= What is being asked =
Can you lay out the rows from the line containing "If you could identify the overcast" through the last line of the rows as a numbered list, skipping any blank lines?

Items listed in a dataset
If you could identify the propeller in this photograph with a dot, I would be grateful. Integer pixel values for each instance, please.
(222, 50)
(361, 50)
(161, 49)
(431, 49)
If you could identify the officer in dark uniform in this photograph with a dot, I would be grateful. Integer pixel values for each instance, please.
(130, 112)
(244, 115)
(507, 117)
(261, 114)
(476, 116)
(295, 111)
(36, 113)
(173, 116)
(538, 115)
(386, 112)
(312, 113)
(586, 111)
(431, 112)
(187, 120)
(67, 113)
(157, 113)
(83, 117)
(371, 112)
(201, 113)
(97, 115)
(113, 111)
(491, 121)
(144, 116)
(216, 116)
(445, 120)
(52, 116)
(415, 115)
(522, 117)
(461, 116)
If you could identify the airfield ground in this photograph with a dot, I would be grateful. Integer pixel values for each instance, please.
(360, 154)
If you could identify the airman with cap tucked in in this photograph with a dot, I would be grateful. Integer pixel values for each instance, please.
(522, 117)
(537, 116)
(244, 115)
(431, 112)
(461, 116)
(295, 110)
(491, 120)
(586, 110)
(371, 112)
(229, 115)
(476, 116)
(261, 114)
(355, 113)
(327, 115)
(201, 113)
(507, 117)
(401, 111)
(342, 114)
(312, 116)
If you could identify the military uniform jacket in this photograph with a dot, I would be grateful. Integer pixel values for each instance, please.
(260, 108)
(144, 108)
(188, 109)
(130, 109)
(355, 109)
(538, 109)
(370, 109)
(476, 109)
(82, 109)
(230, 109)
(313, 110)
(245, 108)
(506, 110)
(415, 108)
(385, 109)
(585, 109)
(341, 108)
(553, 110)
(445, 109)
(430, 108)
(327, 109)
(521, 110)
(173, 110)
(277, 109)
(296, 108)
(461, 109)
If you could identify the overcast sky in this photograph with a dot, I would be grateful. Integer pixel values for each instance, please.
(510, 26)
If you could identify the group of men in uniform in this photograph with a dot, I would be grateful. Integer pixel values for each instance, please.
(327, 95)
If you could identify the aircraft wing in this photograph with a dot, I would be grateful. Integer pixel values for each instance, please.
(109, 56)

= Problem solution =
1. If you could identify the overcast sky in this photograph with a dot, I would be grateful. Integer pixel values for each instance, please.
2. (510, 26)
3. If you could identify the group of men in uniform in this photograph with a dot, I would be grateful. Integer pixel values for each instance, please.
4. (327, 95)
5. If you could identify the aircraft wing in this photograph with a dot, I would be grateful. Integer pixel values for each instance, please.
6. (109, 56)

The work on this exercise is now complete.